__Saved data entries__
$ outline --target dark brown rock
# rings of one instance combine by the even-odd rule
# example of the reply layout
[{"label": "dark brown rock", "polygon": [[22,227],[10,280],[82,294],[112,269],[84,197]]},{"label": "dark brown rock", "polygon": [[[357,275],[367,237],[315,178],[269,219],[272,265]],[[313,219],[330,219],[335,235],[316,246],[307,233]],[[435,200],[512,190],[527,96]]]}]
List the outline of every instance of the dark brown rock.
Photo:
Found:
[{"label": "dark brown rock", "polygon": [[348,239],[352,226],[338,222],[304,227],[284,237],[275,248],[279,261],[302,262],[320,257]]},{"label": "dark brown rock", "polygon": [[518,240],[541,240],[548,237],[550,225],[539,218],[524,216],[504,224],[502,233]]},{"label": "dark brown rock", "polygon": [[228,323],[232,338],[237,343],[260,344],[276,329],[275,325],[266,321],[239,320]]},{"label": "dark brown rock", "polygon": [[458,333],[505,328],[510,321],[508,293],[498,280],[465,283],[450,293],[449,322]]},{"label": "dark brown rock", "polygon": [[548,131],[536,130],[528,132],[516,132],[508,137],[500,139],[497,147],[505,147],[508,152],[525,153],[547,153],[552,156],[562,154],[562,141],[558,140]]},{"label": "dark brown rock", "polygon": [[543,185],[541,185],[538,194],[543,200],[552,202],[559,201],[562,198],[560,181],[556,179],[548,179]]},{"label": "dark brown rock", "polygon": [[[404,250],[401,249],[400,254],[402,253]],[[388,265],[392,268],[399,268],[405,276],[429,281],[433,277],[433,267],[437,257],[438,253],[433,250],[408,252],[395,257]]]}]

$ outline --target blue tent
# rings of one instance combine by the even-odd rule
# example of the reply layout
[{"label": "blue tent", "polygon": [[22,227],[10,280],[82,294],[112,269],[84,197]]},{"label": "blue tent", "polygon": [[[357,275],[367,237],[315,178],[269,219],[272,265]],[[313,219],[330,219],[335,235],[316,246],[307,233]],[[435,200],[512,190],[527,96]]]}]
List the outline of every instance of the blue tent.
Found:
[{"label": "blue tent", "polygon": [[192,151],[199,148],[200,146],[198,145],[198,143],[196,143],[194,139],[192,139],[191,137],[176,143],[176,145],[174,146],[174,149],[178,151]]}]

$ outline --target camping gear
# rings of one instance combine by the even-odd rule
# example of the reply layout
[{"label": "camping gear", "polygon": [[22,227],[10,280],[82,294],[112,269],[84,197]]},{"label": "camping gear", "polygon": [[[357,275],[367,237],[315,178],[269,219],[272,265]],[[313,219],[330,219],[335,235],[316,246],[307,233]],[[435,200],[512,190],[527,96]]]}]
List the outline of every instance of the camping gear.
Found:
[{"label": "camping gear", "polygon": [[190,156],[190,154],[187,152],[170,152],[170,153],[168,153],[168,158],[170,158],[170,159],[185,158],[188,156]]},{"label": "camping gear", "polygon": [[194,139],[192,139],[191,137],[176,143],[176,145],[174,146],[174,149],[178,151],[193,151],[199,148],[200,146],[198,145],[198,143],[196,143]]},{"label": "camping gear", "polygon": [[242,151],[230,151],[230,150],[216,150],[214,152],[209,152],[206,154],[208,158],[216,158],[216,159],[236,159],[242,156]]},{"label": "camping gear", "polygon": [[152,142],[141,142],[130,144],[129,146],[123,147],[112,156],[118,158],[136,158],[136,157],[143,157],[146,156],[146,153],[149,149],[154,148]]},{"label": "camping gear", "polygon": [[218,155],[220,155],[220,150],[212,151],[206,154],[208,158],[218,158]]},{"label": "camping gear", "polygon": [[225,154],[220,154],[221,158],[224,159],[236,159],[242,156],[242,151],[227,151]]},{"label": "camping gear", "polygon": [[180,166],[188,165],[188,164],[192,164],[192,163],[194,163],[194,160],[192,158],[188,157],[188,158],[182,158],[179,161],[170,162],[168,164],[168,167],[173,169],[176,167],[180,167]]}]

__What to work on__
The entries above must be returned exactly.

__Task response__
$ outline --target dark brown rock
# rings of one instance combine by the even-odd rule
# example of the reply layout
[{"label": "dark brown rock", "polygon": [[22,227],[10,280],[82,294],[112,269],[84,197]]},{"label": "dark brown rock", "polygon": [[[357,275],[367,237],[315,178],[269,219],[272,265]],[[313,219],[330,219],[335,235],[316,246],[307,233]],[[435,200],[512,190],[527,96]]]}]
List the outline of every instance of the dark brown rock.
Photo:
Found:
[{"label": "dark brown rock", "polygon": [[348,239],[352,226],[338,222],[304,227],[284,237],[275,248],[279,261],[302,262],[320,257]]},{"label": "dark brown rock", "polygon": [[518,240],[541,240],[548,237],[550,225],[539,218],[524,216],[504,224],[502,233]]},{"label": "dark brown rock", "polygon": [[228,323],[232,338],[237,343],[260,344],[276,329],[275,325],[266,321],[239,320]]},{"label": "dark brown rock", "polygon": [[458,333],[505,328],[510,321],[508,293],[498,280],[465,283],[450,293],[449,322]]},{"label": "dark brown rock", "polygon": [[548,131],[536,130],[528,132],[516,132],[508,137],[500,139],[497,147],[505,147],[508,152],[525,153],[547,153],[552,156],[562,154],[562,141],[558,140]]},{"label": "dark brown rock", "polygon": [[543,185],[541,185],[538,194],[543,200],[552,202],[559,201],[562,198],[560,181],[556,179],[548,179]]},{"label": "dark brown rock", "polygon": [[[404,250],[401,249],[400,254],[402,253]],[[388,265],[392,268],[399,268],[405,276],[429,281],[433,277],[433,267],[437,257],[438,253],[433,250],[408,252],[395,257]]]}]

$ outline --target blue tent
# rings of one instance combine by the even-odd rule
# example of the reply layout
[{"label": "blue tent", "polygon": [[22,227],[10,280],[82,294],[112,269],[84,197]]},{"label": "blue tent", "polygon": [[[357,275],[367,237],[315,178],[269,219],[272,265]],[[313,219],[330,219],[335,235],[316,246],[307,233]],[[435,200],[512,190],[527,96]]]}]
List the outline of every instance of the blue tent.
Found:
[{"label": "blue tent", "polygon": [[192,151],[199,148],[200,146],[198,145],[198,143],[196,143],[194,139],[192,139],[191,137],[176,143],[176,145],[174,146],[174,149],[178,151]]}]

$ outline --target camping gear
# rings of one instance combine by the even-odd rule
# example of the reply layout
[{"label": "camping gear", "polygon": [[22,227],[10,280],[82,294],[112,269],[84,197]]},{"label": "camping gear", "polygon": [[[357,275],[367,237],[315,178],[269,219],[272,265]],[[313,219],[330,219],[335,235],[316,246],[307,233]],[[435,200],[512,190],[527,96]]]}]
List the outline of every instance of the camping gear.
Found:
[{"label": "camping gear", "polygon": [[190,156],[190,154],[187,152],[170,152],[170,153],[168,153],[168,158],[170,158],[170,159],[185,158],[188,156]]},{"label": "camping gear", "polygon": [[194,139],[192,139],[191,137],[176,143],[176,145],[174,146],[174,149],[178,151],[193,151],[199,148],[200,146],[198,145],[198,143],[196,143]]},{"label": "camping gear", "polygon": [[242,151],[230,151],[230,150],[216,150],[214,152],[209,152],[206,154],[208,158],[216,158],[216,159],[236,159],[242,156]]},{"label": "camping gear", "polygon": [[152,142],[141,142],[130,144],[129,146],[123,147],[112,156],[118,158],[136,158],[136,157],[143,157],[146,156],[146,153],[149,149],[154,148]]},{"label": "camping gear", "polygon": [[218,155],[220,155],[220,150],[212,151],[206,154],[208,158],[218,158]]},{"label": "camping gear", "polygon": [[225,154],[220,154],[221,158],[224,159],[236,159],[242,156],[242,151],[227,151]]},{"label": "camping gear", "polygon": [[180,166],[188,165],[188,164],[192,164],[192,163],[194,163],[194,160],[192,158],[188,157],[188,158],[182,158],[179,161],[170,162],[168,164],[168,167],[173,169],[176,167],[180,167]]}]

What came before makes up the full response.